GOAL:
Take the line that contains "Mark every instance of the dark blurred" as the first line and the last line of the material below as the final one; reproduce exactly the lines between, inclusive.

EXCERPTED DATA:
++++++++++++++++++++
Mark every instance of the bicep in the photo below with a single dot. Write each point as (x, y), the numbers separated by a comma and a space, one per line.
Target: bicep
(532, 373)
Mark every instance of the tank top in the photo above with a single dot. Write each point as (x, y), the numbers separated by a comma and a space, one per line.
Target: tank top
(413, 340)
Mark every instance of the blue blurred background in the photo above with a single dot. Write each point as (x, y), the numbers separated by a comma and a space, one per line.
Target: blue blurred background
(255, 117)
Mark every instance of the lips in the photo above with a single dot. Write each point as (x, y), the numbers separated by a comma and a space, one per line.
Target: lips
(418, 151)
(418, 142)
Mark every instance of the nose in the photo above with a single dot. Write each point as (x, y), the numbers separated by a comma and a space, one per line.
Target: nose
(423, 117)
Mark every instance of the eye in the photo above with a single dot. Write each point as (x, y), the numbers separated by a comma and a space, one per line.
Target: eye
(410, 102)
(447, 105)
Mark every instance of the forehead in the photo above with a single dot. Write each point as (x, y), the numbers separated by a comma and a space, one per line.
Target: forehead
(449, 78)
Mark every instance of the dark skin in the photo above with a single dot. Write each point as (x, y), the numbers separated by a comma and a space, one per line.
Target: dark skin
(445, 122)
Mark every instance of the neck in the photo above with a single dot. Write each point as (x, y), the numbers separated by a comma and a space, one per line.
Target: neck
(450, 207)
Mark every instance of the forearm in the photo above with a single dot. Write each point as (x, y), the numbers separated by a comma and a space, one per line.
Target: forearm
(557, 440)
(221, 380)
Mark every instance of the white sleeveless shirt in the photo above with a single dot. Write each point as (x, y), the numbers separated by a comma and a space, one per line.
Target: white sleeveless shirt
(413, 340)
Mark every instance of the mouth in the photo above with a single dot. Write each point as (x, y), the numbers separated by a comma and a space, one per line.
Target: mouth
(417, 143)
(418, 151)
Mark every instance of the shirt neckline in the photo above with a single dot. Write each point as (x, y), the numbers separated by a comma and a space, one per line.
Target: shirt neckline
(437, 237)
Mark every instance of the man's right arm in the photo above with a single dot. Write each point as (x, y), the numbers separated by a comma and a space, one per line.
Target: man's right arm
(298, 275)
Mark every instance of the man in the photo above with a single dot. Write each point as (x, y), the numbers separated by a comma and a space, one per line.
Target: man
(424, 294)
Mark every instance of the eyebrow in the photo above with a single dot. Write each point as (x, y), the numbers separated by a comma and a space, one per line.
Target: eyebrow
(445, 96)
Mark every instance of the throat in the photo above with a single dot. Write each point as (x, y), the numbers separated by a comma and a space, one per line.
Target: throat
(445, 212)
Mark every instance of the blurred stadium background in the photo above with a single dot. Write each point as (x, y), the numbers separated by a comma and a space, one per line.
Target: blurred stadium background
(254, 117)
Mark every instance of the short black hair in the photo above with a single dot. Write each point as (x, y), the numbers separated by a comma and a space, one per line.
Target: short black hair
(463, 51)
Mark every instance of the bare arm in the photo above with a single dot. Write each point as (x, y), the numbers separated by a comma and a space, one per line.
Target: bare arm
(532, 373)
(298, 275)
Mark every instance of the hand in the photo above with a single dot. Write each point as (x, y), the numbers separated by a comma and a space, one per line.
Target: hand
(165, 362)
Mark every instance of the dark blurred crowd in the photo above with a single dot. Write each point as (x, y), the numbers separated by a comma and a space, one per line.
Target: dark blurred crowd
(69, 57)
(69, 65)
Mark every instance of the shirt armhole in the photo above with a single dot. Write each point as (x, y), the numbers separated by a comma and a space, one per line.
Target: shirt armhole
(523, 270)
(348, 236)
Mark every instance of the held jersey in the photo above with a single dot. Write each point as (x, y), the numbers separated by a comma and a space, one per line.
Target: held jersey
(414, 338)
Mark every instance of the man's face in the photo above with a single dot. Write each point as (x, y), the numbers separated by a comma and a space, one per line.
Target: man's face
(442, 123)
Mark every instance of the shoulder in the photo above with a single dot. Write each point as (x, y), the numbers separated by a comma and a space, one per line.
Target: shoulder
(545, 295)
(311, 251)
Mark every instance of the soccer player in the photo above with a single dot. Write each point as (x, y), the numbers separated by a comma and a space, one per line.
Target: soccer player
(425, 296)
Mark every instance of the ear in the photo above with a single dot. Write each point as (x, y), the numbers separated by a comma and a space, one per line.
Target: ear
++++++++++++++++++++
RESPONSE TO THE EXERCISE:
Mark every instance of the dark blurred crowd in the photo above with a single dot. Write each point as (x, y), the numbers separated by a comma and a space, one per line.
Target: dark blurred crowd
(69, 57)
(69, 65)
Mark every instance of the shirt armhole in the photo above with a single dot. Write each point as (x, y), the numbers separated by a comma and a space, one per line.
Target: shirt armhole
(523, 270)
(348, 236)
Mark every instance of the held jersey in the photo above with a single dot. Write each point as (x, y), the numbers separated by a comma and a space, one per line.
Target: held jersey
(414, 338)
Mark every instance of the man's face in the photo above with a single dot. Write each point as (x, y), the numbers separated by a comma and a space, one per line.
Target: man's face
(442, 123)
Mark every instance of the shoulder in the photo above with a single dot. Write each point as (x, y), the numbers separated by a comma and a space, one per line.
Target: shoulder
(545, 295)
(311, 251)
Mark every instance of the soccer player in the photo above with a single dot. Write each point as (x, y), the numbers separated by a comma and a space, one per line.
Target: soccer player
(425, 296)
Mark every instance of the ear in the photo above with a single dot. Write each point as (x, y), the numbers separated by a comma and a space, one per line.
Target: ear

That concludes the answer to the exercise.